In the records, find each line where "kind" occurs, and copy it.

════════════════

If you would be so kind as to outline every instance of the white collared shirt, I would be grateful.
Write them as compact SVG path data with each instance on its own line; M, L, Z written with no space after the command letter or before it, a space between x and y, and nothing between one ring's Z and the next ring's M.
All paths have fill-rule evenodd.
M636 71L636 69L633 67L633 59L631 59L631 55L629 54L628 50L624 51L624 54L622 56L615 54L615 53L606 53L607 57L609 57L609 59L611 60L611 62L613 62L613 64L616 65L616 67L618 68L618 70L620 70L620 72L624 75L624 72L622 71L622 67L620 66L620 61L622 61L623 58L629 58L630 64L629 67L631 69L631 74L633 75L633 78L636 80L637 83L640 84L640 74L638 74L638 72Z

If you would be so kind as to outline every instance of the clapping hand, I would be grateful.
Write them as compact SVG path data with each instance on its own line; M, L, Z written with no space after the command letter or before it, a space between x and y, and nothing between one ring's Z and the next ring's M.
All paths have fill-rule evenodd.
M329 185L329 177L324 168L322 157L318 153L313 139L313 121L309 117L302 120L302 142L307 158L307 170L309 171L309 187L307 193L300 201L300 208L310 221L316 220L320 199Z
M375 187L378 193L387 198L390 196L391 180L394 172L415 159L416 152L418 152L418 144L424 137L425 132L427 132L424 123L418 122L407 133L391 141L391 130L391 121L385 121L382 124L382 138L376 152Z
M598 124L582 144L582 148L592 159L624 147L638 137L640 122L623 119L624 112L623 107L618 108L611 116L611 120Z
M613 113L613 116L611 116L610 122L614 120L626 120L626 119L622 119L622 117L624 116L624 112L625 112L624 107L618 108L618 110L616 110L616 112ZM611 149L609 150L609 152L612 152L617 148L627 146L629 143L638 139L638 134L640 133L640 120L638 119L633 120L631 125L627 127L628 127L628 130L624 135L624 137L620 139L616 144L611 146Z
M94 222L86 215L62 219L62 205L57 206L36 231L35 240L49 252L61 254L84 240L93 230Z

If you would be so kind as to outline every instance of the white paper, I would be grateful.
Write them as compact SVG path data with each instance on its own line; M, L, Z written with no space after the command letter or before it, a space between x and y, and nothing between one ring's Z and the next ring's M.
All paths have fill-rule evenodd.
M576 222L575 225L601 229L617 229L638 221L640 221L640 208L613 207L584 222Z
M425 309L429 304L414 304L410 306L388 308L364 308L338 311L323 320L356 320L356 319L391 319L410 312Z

════════════════

Response area:
If you would be so kind as to outline every instance of the white collared shirt, I would be grateful.
If you would be so kind as to outline every instance of the clapping hand, I would be grateful.
If you would be so kind as to outline every instance of the white paper, I would be grateful.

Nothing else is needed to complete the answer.